Directions for this task:
Filter the data for lines with the word "short", then copy every line so identified.

Provided records:
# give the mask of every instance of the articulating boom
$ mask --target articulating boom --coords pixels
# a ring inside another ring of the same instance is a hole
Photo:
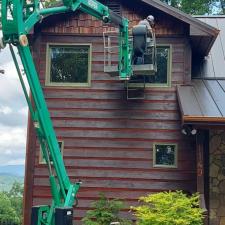
[[[28,42],[25,35],[45,16],[81,10],[105,23],[119,26],[119,76],[122,80],[129,79],[132,75],[129,21],[95,0],[64,0],[63,4],[59,7],[42,8],[39,0],[31,3],[24,0],[2,0],[3,44],[26,47]]]
[[[129,42],[129,21],[109,10],[96,0],[63,0],[62,6],[44,8],[40,0],[2,0],[2,31],[0,46],[9,44],[19,79],[28,103],[31,118],[37,132],[44,159],[49,170],[51,206],[37,206],[32,209],[31,225],[72,225],[72,207],[80,182],[70,182],[60,148],[44,99],[38,74],[32,59],[27,34],[34,25],[49,15],[81,10],[105,23],[119,27],[118,73],[121,80],[133,75],[132,47]],[[26,78],[32,94],[33,104],[27,93],[13,46],[18,49]]]
[[[47,109],[38,74],[32,59],[27,34],[43,17],[57,13],[81,10],[105,23],[119,25],[119,76],[128,79],[132,74],[131,50],[128,43],[128,20],[113,13],[108,7],[95,0],[64,0],[63,6],[43,8],[39,0],[2,0],[2,46],[9,44],[10,51],[29,106],[31,118],[39,138],[44,159],[50,173],[52,193],[51,206],[38,206],[32,209],[32,225],[67,225],[72,221],[72,206],[80,182],[72,184],[67,175],[59,145]],[[18,49],[34,104],[26,91],[21,70],[12,45]],[[34,106],[33,106],[34,105]],[[66,211],[66,217],[64,212]],[[61,216],[60,216],[61,215]],[[60,219],[61,218],[61,219]],[[66,218],[65,221],[63,218]]]

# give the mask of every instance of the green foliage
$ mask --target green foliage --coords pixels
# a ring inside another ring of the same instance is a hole
[[[131,221],[121,218],[119,212],[124,208],[123,202],[109,200],[104,194],[100,194],[98,201],[91,205],[94,209],[87,211],[83,218],[84,225],[109,225],[111,222],[120,222],[121,225],[130,225]]]
[[[23,186],[15,182],[9,192],[0,192],[0,224],[22,223]]]
[[[59,0],[47,0],[44,2],[46,8],[51,8],[60,4]]]
[[[203,225],[199,195],[190,197],[177,192],[161,192],[141,197],[140,206],[132,207],[137,225]]]
[[[181,8],[184,12],[192,15],[211,14],[212,8],[210,6],[211,0],[195,0],[195,1],[182,1]]]
[[[2,28],[2,0],[0,0],[0,29]]]
[[[0,193],[0,224],[19,225],[20,218],[12,207],[10,198],[4,192]]]
[[[23,213],[23,185],[19,182],[14,182],[11,190],[8,192],[13,209],[15,209],[17,216],[22,221]]]
[[[161,0],[192,15],[225,13],[224,0]]]

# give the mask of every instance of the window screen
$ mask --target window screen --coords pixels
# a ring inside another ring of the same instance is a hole
[[[90,78],[90,46],[49,46],[48,84],[88,84]]]
[[[177,167],[176,144],[154,144],[153,154],[153,166]]]

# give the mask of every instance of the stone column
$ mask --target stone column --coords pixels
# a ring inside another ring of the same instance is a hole
[[[210,132],[210,225],[225,225],[225,131]]]

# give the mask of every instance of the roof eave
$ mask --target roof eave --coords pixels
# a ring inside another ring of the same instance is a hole
[[[190,25],[195,25],[197,26],[199,29],[201,29],[202,31],[208,33],[208,34],[214,34],[217,35],[218,34],[218,30],[213,27],[210,26],[190,15],[188,15],[187,13],[184,13],[182,11],[180,11],[179,9],[176,9],[172,6],[169,6],[166,3],[163,3],[161,1],[156,1],[156,0],[141,0],[142,2],[151,5],[165,13],[168,13],[169,15],[172,15],[173,17],[177,18],[178,20],[181,20],[185,23],[188,23]]]
[[[209,55],[209,52],[210,52],[212,46],[214,45],[214,43],[215,43],[215,41],[216,41],[216,38],[217,38],[218,35],[219,35],[219,32],[220,32],[220,31],[218,30],[218,33],[215,34],[214,36],[212,36],[211,42],[210,42],[210,44],[208,45],[208,48],[207,48],[206,53],[205,53],[205,56]]]
[[[207,116],[182,116],[182,125],[193,125],[201,127],[224,127],[225,118]]]

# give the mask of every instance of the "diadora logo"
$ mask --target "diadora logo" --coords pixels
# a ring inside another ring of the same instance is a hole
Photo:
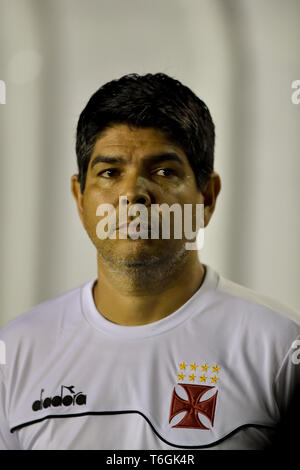
[[[72,395],[63,396],[65,388],[68,389]],[[86,395],[84,395],[82,392],[75,393],[74,385],[71,385],[70,387],[62,385],[60,388],[60,395],[55,395],[54,397],[46,397],[43,399],[42,395],[44,391],[45,390],[42,388],[40,399],[32,403],[33,411],[42,410],[43,408],[49,408],[50,406],[57,407],[86,404]]]

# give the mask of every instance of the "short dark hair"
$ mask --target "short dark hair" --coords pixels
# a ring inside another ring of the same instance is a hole
[[[187,86],[163,73],[124,75],[96,91],[80,114],[76,154],[83,193],[100,133],[113,124],[152,127],[186,154],[202,190],[213,171],[215,128],[206,104]]]

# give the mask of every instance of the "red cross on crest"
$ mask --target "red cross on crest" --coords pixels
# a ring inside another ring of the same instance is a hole
[[[206,416],[210,420],[211,425],[213,426],[218,391],[216,391],[216,393],[207,400],[200,401],[202,395],[204,395],[204,393],[214,387],[210,387],[209,385],[193,384],[178,385],[184,388],[188,396],[188,400],[180,398],[177,395],[174,387],[171,401],[169,423],[178,413],[185,411],[186,414],[184,415],[182,420],[175,426],[172,426],[172,428],[209,429],[204,426],[204,424],[200,421],[198,413],[201,413]]]

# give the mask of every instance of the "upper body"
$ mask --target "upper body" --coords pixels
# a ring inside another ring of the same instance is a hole
[[[94,283],[1,331],[0,448],[272,445],[300,385],[291,311],[206,266],[178,310],[124,326],[99,314]]]
[[[203,101],[163,74],[125,76],[91,97],[71,188],[98,276],[2,332],[4,448],[260,448],[275,439],[297,389],[299,327],[236,294],[188,244],[221,189],[214,136]]]

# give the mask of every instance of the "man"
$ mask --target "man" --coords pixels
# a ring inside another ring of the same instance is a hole
[[[97,250],[98,277],[2,330],[0,447],[281,442],[278,427],[300,383],[300,326],[283,315],[292,312],[202,264],[186,232],[175,237],[189,204],[204,208],[207,226],[221,188],[206,105],[164,74],[124,76],[89,100],[76,151],[72,193]],[[169,219],[169,237],[163,204],[183,209],[179,222]],[[146,219],[135,231],[136,207]],[[155,228],[153,208],[159,236],[136,237]]]

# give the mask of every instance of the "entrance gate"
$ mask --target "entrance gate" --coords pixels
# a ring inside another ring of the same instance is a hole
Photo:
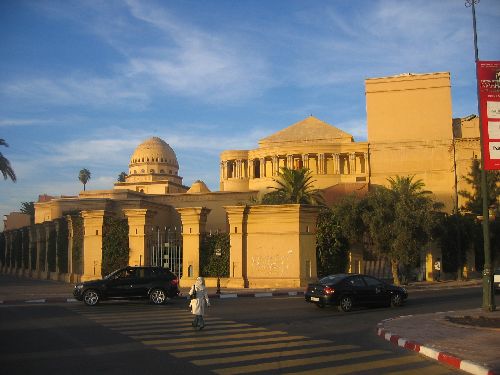
[[[182,234],[180,228],[153,228],[150,246],[151,265],[169,268],[182,277]]]

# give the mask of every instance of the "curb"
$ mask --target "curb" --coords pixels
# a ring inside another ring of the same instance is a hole
[[[411,315],[407,315],[411,316]],[[402,318],[400,316],[399,318]],[[397,318],[393,318],[397,319]],[[474,375],[498,375],[493,370],[482,366],[476,362],[469,361],[466,359],[458,358],[450,353],[441,352],[429,346],[425,346],[423,344],[402,338],[398,335],[394,335],[390,332],[387,332],[384,329],[384,322],[392,319],[383,320],[378,324],[377,335],[385,339],[386,341],[391,342],[394,345],[397,345],[401,348],[408,349],[417,353],[420,353],[426,357],[432,358],[436,361],[443,362],[451,367],[456,369],[468,372],[469,374]]]

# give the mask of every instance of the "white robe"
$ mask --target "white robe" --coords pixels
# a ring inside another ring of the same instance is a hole
[[[189,295],[193,294],[193,290],[196,289],[196,298],[189,302],[189,307],[191,307],[191,313],[193,315],[205,315],[205,306],[210,306],[210,301],[208,299],[207,290],[204,287],[195,286],[191,287]]]

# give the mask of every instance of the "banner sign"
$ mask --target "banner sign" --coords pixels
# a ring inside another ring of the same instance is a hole
[[[477,84],[485,170],[500,170],[500,61],[478,61]]]

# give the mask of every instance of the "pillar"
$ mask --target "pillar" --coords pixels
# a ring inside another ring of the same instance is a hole
[[[153,227],[153,218],[156,211],[145,208],[124,209],[123,213],[128,220],[129,256],[131,266],[151,264],[148,250],[148,238]]]
[[[248,177],[249,178],[255,178],[254,168],[255,168],[254,159],[250,159],[248,161]]]
[[[182,278],[181,286],[193,285],[200,276],[201,235],[205,232],[210,209],[206,207],[176,208],[182,222]]]
[[[293,155],[286,156],[286,167],[288,169],[293,169]]]
[[[247,206],[224,207],[229,220],[229,282],[228,288],[245,288],[247,279]]]
[[[356,154],[354,152],[349,154],[349,174],[356,174]]]
[[[71,215],[66,215],[66,222],[68,224],[68,275],[66,282],[73,282],[73,218]]]
[[[333,154],[333,174],[340,174],[340,154]]]
[[[325,154],[318,154],[318,174],[325,174]]]
[[[309,169],[309,154],[302,154],[302,168]]]
[[[260,158],[260,178],[266,176],[266,159]]]
[[[45,262],[42,264],[41,258],[42,253],[45,254],[45,228],[43,224],[35,224],[35,232],[36,232],[36,277],[41,277],[42,272],[45,271],[44,266]]]
[[[102,277],[102,229],[105,210],[82,211],[83,217],[83,274],[82,281]]]
[[[365,157],[365,174],[369,176],[370,175],[370,163],[368,162],[368,152],[364,153],[364,157]]]

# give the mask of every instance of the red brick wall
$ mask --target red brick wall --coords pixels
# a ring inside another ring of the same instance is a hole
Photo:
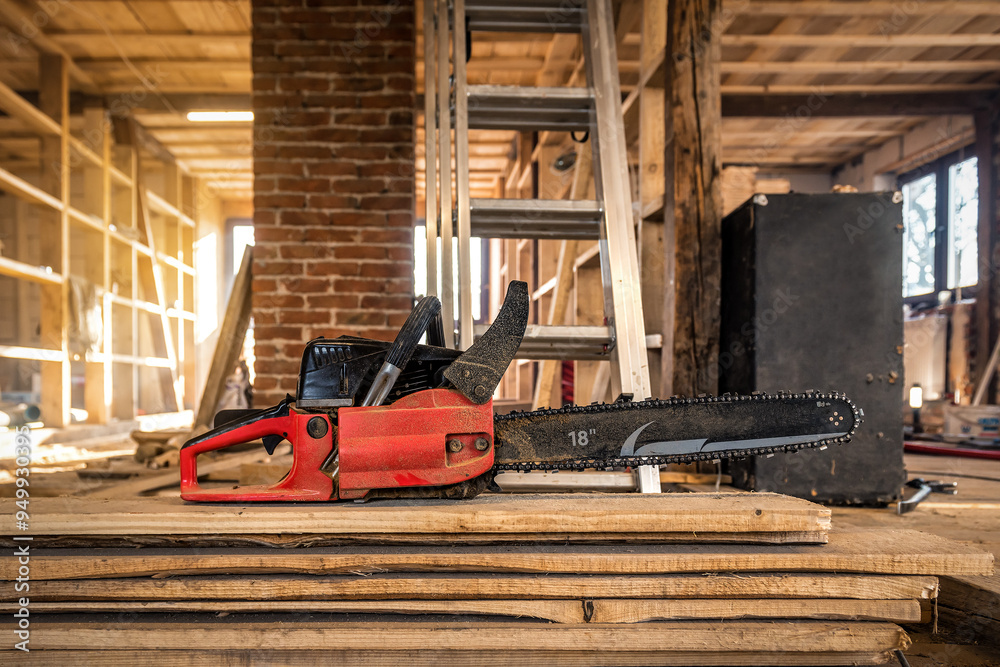
[[[252,0],[255,404],[316,336],[391,340],[413,292],[412,0]]]

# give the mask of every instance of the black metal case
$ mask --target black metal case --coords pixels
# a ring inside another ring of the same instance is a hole
[[[902,206],[893,193],[757,195],[722,223],[719,389],[840,391],[853,441],[730,464],[734,484],[838,504],[899,497]]]

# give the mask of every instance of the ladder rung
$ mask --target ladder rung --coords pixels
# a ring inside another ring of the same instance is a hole
[[[476,337],[487,329],[475,326]],[[529,324],[518,359],[607,359],[613,347],[611,327]]]
[[[465,15],[483,32],[580,32],[586,16],[571,0],[468,0]]]
[[[593,240],[604,210],[593,200],[471,199],[469,214],[473,236]]]
[[[589,88],[468,86],[469,128],[586,130],[593,115]]]

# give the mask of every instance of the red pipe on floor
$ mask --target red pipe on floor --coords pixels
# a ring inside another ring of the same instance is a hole
[[[966,459],[991,459],[1000,461],[1000,450],[967,449],[964,447],[949,447],[946,445],[931,445],[923,442],[905,441],[903,451],[911,454],[930,454],[931,456],[959,456]]]

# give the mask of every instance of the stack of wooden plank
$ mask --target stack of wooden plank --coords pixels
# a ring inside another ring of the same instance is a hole
[[[17,664],[882,664],[993,560],[772,494],[32,508]]]

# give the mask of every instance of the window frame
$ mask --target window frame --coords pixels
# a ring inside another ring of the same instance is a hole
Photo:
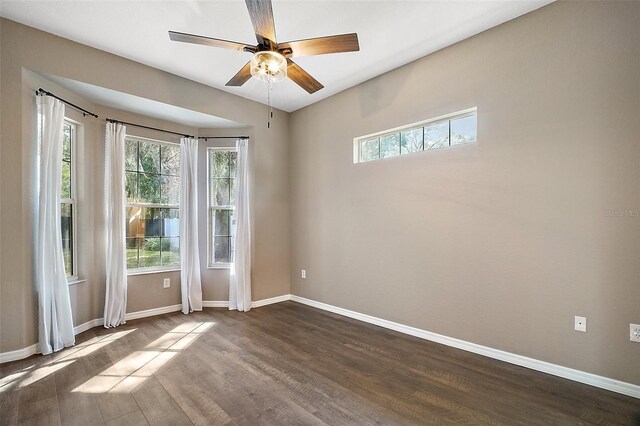
[[[140,140],[148,141],[148,142],[155,143],[155,144],[158,144],[158,145],[171,146],[171,147],[174,147],[174,148],[176,146],[178,148],[180,147],[180,144],[175,143],[175,142],[168,142],[168,141],[162,141],[162,140],[158,140],[158,139],[151,139],[151,138],[147,138],[147,137],[144,137],[144,136],[136,136],[136,135],[130,134],[130,133],[125,134],[125,144],[126,144],[127,138],[136,139],[138,141],[140,141]],[[138,153],[136,155],[137,155],[136,164],[138,164],[138,162],[140,160],[139,159],[139,156],[140,156],[140,151],[139,150],[138,150]],[[127,170],[126,170],[126,161],[127,161],[126,151],[125,151],[125,156],[123,158],[123,161],[125,162],[125,164],[123,164],[123,171],[126,173],[127,172]],[[181,159],[181,167],[182,167],[182,159]],[[180,170],[180,173],[178,174],[178,176],[181,176],[181,172],[182,172],[182,170]],[[137,172],[137,173],[140,173],[140,172]],[[158,176],[162,176],[162,175],[158,174]],[[123,188],[123,190],[125,190],[125,188]],[[139,190],[139,188],[138,188],[138,190]],[[126,198],[126,195],[125,195],[125,198]],[[141,202],[133,203],[133,202],[125,200],[125,202],[124,202],[125,211],[126,211],[126,209],[128,209],[130,207],[134,207],[134,208],[138,207],[138,208],[178,209],[178,218],[180,217],[179,216],[180,215],[180,203],[178,203],[178,204],[158,204],[158,203],[141,203]],[[159,237],[159,238],[160,238],[160,241],[161,241],[161,244],[162,244],[162,237]],[[171,238],[175,238],[175,237],[171,237]],[[178,238],[179,238],[180,244],[182,244],[181,236],[179,235]],[[180,261],[182,263],[182,258],[180,259]],[[130,275],[155,274],[155,273],[173,272],[173,271],[180,271],[181,270],[181,265],[144,266],[144,267],[138,267],[138,268],[129,268],[129,267],[127,267],[125,265],[125,267],[126,267],[126,271],[127,271],[127,276],[130,276]]]
[[[237,155],[238,149],[235,146],[210,146],[207,147],[207,269],[231,269],[231,265],[233,262],[212,262],[213,260],[213,243],[215,236],[211,234],[212,232],[212,224],[211,224],[211,212],[212,210],[230,210],[235,212],[236,206],[213,206],[211,204],[211,152],[212,151],[227,151],[227,152],[235,152]],[[237,166],[236,166],[236,184],[237,184]],[[230,177],[231,178],[231,177]],[[237,195],[237,194],[236,194]],[[231,227],[231,221],[229,221],[229,229],[233,229]],[[230,238],[234,238],[235,234],[232,233]],[[235,253],[234,253],[235,254]],[[235,257],[234,257],[235,259]]]
[[[475,116],[476,117],[476,132],[478,130],[477,128],[477,116],[478,116],[478,108],[477,107],[473,107],[473,108],[468,108],[462,111],[457,111],[457,112],[453,112],[450,114],[445,114],[445,115],[441,115],[435,118],[430,118],[427,120],[423,120],[423,121],[419,121],[416,123],[411,123],[411,124],[407,124],[404,126],[400,126],[400,127],[395,127],[393,129],[388,129],[388,130],[383,130],[380,132],[375,132],[375,133],[371,133],[368,135],[364,135],[364,136],[358,136],[356,138],[353,139],[353,163],[354,164],[360,164],[360,163],[370,163],[372,161],[376,161],[376,160],[383,160],[385,158],[392,158],[392,157],[403,157],[405,155],[410,155],[410,154],[415,154],[418,152],[427,152],[427,151],[431,151],[432,149],[439,149],[439,148],[430,148],[430,149],[425,149],[426,148],[426,141],[425,141],[425,134],[424,134],[424,128],[428,127],[428,126],[432,126],[435,124],[439,124],[439,123],[444,123],[444,122],[449,122],[449,145],[447,146],[447,148],[453,148],[454,146],[462,146],[462,145],[467,145],[467,144],[455,144],[452,145],[451,144],[451,121],[454,120],[458,120],[461,118],[466,118],[466,117],[471,117],[471,116]],[[422,129],[422,150],[421,151],[415,151],[415,152],[402,152],[402,132],[406,132],[408,130],[413,130],[413,129]],[[391,156],[386,156],[386,157],[382,157],[381,156],[381,151],[382,151],[382,147],[380,144],[381,139],[384,136],[389,136],[389,135],[394,135],[394,134],[398,134],[399,135],[399,144],[400,144],[400,152],[398,153],[398,155],[391,155]],[[370,140],[373,139],[378,139],[378,158],[374,158],[371,160],[362,160],[362,146],[364,142],[368,142]],[[471,142],[471,143],[476,143],[477,142],[477,138],[476,141]]]
[[[78,274],[78,191],[77,191],[77,173],[76,173],[76,149],[77,149],[77,139],[78,139],[78,126],[74,120],[71,120],[68,117],[64,117],[63,120],[63,134],[64,134],[64,126],[69,125],[71,127],[71,132],[69,136],[69,145],[71,150],[71,185],[69,188],[71,198],[62,198],[60,197],[60,215],[62,217],[62,205],[69,204],[71,206],[71,274],[67,276],[67,284],[76,284],[80,281]],[[64,160],[61,159],[63,162]],[[62,164],[61,164],[62,166]],[[62,174],[60,175],[62,177]],[[62,184],[62,183],[61,183]],[[62,228],[60,229],[62,237]],[[65,270],[66,272],[66,270]],[[66,275],[66,274],[65,274]]]

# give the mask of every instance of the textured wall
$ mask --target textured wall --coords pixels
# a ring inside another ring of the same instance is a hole
[[[638,22],[553,3],[294,112],[292,293],[640,384]],[[474,106],[476,144],[352,162]]]

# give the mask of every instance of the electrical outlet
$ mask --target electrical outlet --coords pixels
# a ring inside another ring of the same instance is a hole
[[[169,288],[171,287],[171,278],[165,278],[164,279],[164,288]]]
[[[640,343],[640,324],[629,324],[629,340]]]
[[[583,333],[587,332],[587,317],[575,317],[573,328],[576,331],[582,331]]]
[[[303,269],[303,270],[302,270],[302,272],[300,273],[300,276],[301,276],[302,278],[305,278],[305,279],[306,279],[306,278],[307,278],[307,270],[306,270],[306,269]]]

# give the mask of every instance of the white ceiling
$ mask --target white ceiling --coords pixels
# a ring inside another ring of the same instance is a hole
[[[70,80],[68,78],[62,78],[50,74],[43,74],[42,76],[71,92],[91,100],[91,102],[97,105],[115,108],[121,111],[132,112],[134,114],[145,115],[147,117],[171,121],[197,128],[244,126],[242,123],[237,123],[235,121],[180,108],[175,105],[153,101],[151,99],[141,98],[128,93],[117,92],[115,90],[94,86],[80,81]]]
[[[296,62],[325,88],[309,95],[290,80],[275,84],[272,103],[295,111],[443,47],[542,7],[552,0],[283,1],[273,0],[278,41],[357,32],[360,51]],[[255,79],[225,83],[249,53],[169,40],[180,31],[255,44],[242,0],[0,0],[0,15],[262,103]]]

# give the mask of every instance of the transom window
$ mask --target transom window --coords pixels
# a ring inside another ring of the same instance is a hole
[[[62,254],[67,278],[78,276],[76,266],[76,178],[75,149],[76,125],[64,121],[62,138],[62,175],[60,191],[60,216],[62,230]]]
[[[127,136],[127,268],[180,266],[180,147]]]
[[[355,139],[356,163],[476,142],[477,110],[461,111]]]
[[[233,263],[236,221],[235,148],[207,149],[207,187],[209,207],[209,267],[228,267]]]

Task output:
# give the mask of every instance of the "short dark hair"
$ mask --target "short dark hair" --coords pixels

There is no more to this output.